-- Begin RECORDS PROVIDED --
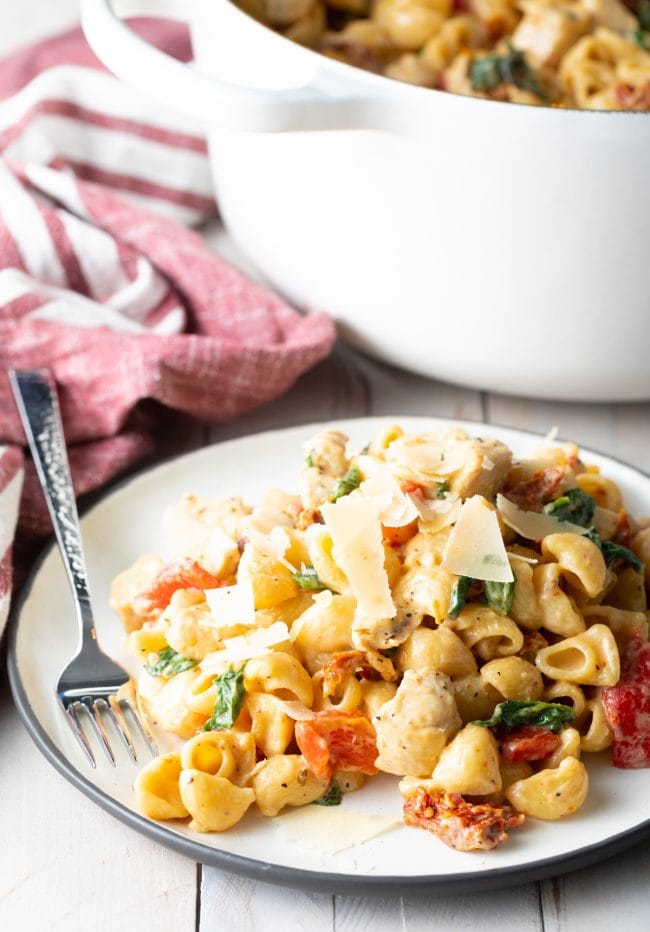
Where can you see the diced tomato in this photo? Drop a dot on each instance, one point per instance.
(412, 488)
(461, 825)
(341, 665)
(396, 536)
(530, 494)
(628, 706)
(337, 738)
(529, 743)
(181, 574)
-- End RECORDS PROVIDED --
_REQUEST_. Repeat every line of the listing above word for word, but leave out the picture.

_WORKED SOLUTION_.
Where can you see the diced tomato in this photo? Drop a dot on each instance, one point per instance.
(412, 488)
(461, 825)
(341, 665)
(396, 536)
(530, 494)
(628, 706)
(337, 738)
(529, 743)
(181, 574)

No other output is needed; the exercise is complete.